▶ [Task description] Present the rows below, from the start through the line containing "positive clicks: (386, 21) (323, 18)", as a Markdown table with columns Number and Line. Skip blank lines and leave the pictures out.

▶ [Dataset entries]
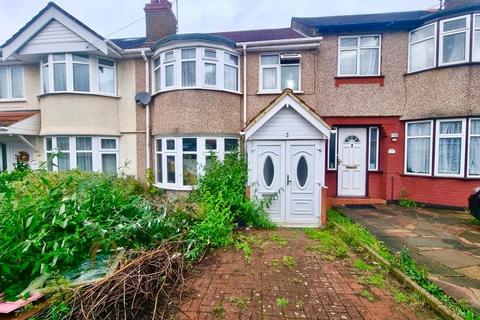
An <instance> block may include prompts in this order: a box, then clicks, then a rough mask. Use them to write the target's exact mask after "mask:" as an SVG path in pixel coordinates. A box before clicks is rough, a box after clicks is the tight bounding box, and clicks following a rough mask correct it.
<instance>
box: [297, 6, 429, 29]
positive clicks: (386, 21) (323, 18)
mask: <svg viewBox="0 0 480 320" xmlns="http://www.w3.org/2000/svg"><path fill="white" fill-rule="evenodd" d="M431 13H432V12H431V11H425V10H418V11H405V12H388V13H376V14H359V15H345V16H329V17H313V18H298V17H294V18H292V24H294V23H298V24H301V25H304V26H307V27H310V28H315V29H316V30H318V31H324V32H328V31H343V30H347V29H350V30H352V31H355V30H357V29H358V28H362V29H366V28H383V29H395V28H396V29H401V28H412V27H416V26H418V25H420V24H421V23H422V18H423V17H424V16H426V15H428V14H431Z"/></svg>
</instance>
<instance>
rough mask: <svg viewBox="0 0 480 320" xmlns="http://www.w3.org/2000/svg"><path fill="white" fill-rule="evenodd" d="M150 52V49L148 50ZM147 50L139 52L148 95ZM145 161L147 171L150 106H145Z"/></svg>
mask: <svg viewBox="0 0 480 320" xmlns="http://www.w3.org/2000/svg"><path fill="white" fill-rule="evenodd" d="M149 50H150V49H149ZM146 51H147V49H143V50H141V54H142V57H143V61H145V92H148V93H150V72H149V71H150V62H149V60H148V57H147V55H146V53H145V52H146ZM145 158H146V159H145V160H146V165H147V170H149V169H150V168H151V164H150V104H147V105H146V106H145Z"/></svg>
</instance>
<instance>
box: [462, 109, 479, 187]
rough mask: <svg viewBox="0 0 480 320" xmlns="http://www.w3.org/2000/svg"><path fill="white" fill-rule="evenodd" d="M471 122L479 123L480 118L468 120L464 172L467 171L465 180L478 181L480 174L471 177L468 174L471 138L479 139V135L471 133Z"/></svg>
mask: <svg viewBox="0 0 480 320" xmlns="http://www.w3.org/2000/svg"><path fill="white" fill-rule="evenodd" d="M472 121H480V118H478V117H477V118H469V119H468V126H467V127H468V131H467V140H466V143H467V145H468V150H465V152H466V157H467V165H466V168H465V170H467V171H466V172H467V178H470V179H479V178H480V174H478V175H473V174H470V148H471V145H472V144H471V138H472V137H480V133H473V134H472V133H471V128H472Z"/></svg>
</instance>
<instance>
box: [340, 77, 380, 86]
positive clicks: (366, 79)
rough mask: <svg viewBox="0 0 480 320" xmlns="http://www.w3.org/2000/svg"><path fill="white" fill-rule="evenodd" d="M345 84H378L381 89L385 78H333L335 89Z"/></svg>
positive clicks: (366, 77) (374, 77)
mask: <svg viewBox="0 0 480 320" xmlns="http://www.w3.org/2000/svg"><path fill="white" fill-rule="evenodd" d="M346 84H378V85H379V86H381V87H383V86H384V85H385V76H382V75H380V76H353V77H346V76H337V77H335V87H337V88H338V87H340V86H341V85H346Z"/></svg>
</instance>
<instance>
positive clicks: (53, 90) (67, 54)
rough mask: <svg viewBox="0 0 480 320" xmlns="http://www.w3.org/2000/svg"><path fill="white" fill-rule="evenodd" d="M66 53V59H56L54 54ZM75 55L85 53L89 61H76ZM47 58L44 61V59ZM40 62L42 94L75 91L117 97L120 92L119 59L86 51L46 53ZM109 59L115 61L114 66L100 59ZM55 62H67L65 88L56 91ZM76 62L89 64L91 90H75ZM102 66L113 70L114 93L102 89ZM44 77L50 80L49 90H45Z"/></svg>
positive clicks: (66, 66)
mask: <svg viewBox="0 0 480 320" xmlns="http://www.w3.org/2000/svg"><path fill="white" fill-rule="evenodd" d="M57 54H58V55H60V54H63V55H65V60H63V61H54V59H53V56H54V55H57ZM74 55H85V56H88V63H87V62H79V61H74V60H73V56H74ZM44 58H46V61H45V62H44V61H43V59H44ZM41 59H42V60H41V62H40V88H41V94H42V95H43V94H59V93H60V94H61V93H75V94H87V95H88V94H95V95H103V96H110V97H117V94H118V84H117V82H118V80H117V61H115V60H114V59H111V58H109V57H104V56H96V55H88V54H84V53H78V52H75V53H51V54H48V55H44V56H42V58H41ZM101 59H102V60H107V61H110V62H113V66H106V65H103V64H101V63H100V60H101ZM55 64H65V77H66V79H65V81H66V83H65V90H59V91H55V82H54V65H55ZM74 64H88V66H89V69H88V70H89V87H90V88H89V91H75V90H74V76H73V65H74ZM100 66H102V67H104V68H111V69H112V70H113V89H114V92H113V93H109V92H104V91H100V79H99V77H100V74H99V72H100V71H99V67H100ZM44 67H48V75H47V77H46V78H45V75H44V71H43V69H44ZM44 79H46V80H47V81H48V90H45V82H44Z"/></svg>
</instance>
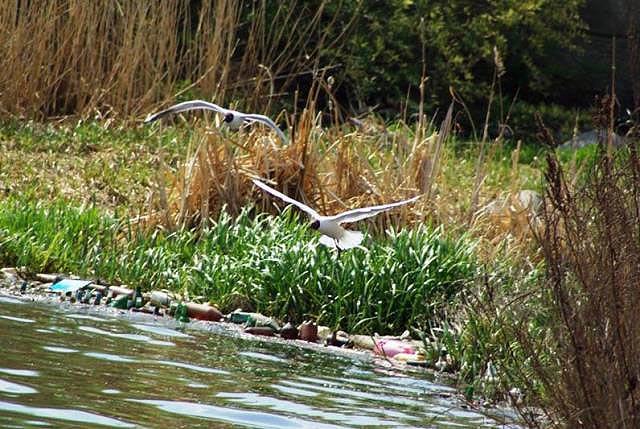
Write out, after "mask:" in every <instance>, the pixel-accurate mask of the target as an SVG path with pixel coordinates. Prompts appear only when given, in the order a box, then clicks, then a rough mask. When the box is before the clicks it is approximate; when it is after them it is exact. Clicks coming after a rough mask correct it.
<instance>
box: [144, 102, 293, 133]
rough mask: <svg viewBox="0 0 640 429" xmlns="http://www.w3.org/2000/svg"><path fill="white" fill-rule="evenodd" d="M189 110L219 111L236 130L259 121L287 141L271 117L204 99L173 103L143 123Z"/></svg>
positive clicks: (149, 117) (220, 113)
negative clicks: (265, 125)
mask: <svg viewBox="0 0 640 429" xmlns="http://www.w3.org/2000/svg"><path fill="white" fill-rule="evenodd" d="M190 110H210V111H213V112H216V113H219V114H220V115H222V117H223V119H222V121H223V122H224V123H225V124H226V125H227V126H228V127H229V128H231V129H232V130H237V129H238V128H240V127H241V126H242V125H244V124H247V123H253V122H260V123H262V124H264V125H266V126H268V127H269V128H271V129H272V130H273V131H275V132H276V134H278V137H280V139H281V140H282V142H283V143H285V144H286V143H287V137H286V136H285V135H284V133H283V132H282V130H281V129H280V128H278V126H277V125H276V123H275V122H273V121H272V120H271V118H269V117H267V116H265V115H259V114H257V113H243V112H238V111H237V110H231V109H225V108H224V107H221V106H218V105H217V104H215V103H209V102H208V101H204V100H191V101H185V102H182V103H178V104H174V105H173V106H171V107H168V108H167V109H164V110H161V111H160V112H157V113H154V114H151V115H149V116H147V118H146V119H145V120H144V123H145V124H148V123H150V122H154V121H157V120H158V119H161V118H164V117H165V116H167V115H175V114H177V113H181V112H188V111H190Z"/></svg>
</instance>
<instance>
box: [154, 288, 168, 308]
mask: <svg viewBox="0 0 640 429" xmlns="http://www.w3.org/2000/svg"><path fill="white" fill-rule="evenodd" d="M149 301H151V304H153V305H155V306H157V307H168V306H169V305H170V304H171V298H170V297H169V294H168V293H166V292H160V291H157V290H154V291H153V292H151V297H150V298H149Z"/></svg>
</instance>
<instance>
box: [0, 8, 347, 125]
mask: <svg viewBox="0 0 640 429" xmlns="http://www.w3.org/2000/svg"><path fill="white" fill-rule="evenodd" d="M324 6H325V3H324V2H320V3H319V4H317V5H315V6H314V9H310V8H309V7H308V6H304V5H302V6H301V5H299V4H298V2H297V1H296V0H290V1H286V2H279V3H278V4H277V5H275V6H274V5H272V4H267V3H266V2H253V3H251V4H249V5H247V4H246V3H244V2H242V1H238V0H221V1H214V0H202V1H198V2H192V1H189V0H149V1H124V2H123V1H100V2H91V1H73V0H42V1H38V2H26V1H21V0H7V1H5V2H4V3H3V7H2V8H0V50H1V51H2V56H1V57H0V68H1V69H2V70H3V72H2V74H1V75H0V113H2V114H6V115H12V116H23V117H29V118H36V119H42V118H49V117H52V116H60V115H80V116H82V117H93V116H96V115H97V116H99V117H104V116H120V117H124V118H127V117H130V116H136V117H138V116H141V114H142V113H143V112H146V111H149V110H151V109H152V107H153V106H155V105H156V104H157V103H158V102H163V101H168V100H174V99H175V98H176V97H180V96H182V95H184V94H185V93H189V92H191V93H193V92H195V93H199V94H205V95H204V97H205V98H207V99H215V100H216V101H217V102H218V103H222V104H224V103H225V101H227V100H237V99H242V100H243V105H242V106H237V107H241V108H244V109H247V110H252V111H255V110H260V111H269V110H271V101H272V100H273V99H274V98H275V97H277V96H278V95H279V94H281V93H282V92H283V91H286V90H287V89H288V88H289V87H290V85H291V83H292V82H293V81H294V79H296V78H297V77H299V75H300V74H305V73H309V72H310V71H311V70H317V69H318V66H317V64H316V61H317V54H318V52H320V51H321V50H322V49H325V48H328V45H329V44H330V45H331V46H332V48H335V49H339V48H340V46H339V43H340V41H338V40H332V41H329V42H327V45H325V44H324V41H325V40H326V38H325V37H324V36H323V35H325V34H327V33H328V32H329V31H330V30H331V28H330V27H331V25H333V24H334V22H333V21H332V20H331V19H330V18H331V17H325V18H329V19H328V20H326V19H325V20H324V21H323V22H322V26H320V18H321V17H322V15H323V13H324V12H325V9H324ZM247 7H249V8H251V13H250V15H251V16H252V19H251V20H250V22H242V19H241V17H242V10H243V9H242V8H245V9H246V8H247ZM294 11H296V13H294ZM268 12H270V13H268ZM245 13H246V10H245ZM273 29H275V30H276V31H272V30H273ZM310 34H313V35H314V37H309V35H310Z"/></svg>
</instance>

▶ [Expected answer]
| Number | Line |
|---|---|
| 1 | An <instance> block may include prompts in this order: a box, then clicks, then a rough mask. Use them to write the target's exact mask after "mask:" as an SVG path in pixel coordinates. A box before clicks is rough, a box after clicks is the tight bounding box, and clicks following a rough mask correct it. |
| 2 | <instance> |
| 3 | box: [297, 6, 429, 29] |
| 4 | positive clicks: (386, 21) (323, 18) |